◆ **Aufgaben**:
[1] Beantworte diese Fragen zum Text über die Kleingartenanlage „Am stillen Hain“:
(a) Warum musste das vorherige Schreber-Areal oberhalb des Friedhofs weichen?
(b) An welchem Datum fand die offizielle Gründungsversammlung statt?
(c) Wer wurde „erster Erster Vorsitzender“?
[2] Kannst du in allen Datensätzen „garden tunnel entrance“ gegen „greenhouse entrance“ tauschen und sie sonst unverändert wiedergeben? Lass die Bilder dabei weg.

◆ **Lesetext**:
▼

Königstein (hhf) – Es ist eigentlich eine sehr österliche Geschichte, die Geburt der Kleingartenanlage „Am stillen Hain“ steht nämlich in direktem Zusammenhang mit Ende des vorherigen Schreber-Areals. Das befand sich ausgerechnet auch noch oberhalb des Friedhofs an der Limburger Straße und musste sterben, weil eine Erweiterung des Gottesackers anstand.
Auch war die direkte Nachbarschaft nicht immer eine glückliche, es konnte schon einmal vorkommen, dass fröhliche Grillparty und Beerdigungszug sich begegneten – vielleicht kam deswegen der abgelegene Streifen Streuobstwiese zwischen Burgberg und Bahnlinie als neues Domizil ins Gespräch. In jedem Fall sah sich die Stadtverwaltung in der Pflicht, den Pächtern ihrer Gartenparzellen eine Umsiedlungsmöglichkeit zu bieten. Diese, bis dahin einzelne Geschäftspartner des Liegenschaftsamtes, sollten dafür allerdings einen Verein als größeren Ansprechpartner gründen, was sie auch umgehend taten.
Nach einigen formlosen Vorbesprechungen trafen sich am 25. April 1974 rund 25 Interessenten zur offiziellen Gründungsversammlung, darunter auch „KöWo“-Gründer Rudi Pratsch, der die damalige Geschäftsstelle in der Gerichtsstraße als Versammlungsraum zur Verfügung stellte. Keinen geringen Anteil am Geschehen hatte auch Wolfgang Bock, der als Stadtverordneter einige Wege geebnet hatte und „erster Erster Vorsitzender“ wurde. Gemeinsam mit Detlef Bock, Adolf Hess und Otto Colloseus zählt er 40 Jahre später zu den letzten noch aktiven Gründungsmitgliedern, einige andere „Gründerväter“ gehören dem Verein noch als passive Mitglieder an.
Die Definition von „Gründungsmitglied“ ist allerdings etwas schwierig, denn die Unterschriften auf der Versammlungsliste sind das Eine, der Arbeitseinsatz auf dem frisch gerodeten Vereinsgelände das Andere, weshalb der Begriff etwas verwaschen gehandhabt wird. So ist zum Beispiel Urgestein Musa Dere noch im Jahr 1974 Vereinsmitglied geworden, aber eben einige Wochen nach der Gründung, daher fehlt sein Name auf dem Dokument.

▲

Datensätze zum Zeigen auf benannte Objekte

▼

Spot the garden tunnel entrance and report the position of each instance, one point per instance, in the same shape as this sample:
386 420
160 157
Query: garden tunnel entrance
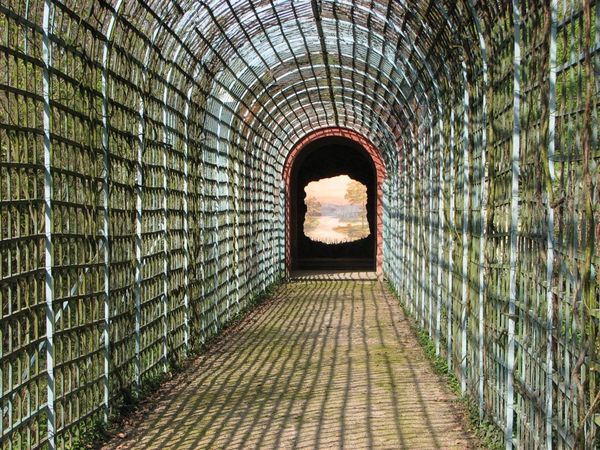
325 157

▲

◆ **Lösungen**:
[1]
(a) Eine Erweiterung des Friedhofs (des Gottesackers) stand an.
(b) Am 25. April 1974.
(c) Wolfgang Bock.

[2]
Spot the greenhouse entrance and report the position of each instance, one point per instance, in the same shape as this sample:
386 420
160 157
Query: greenhouse entrance
325 157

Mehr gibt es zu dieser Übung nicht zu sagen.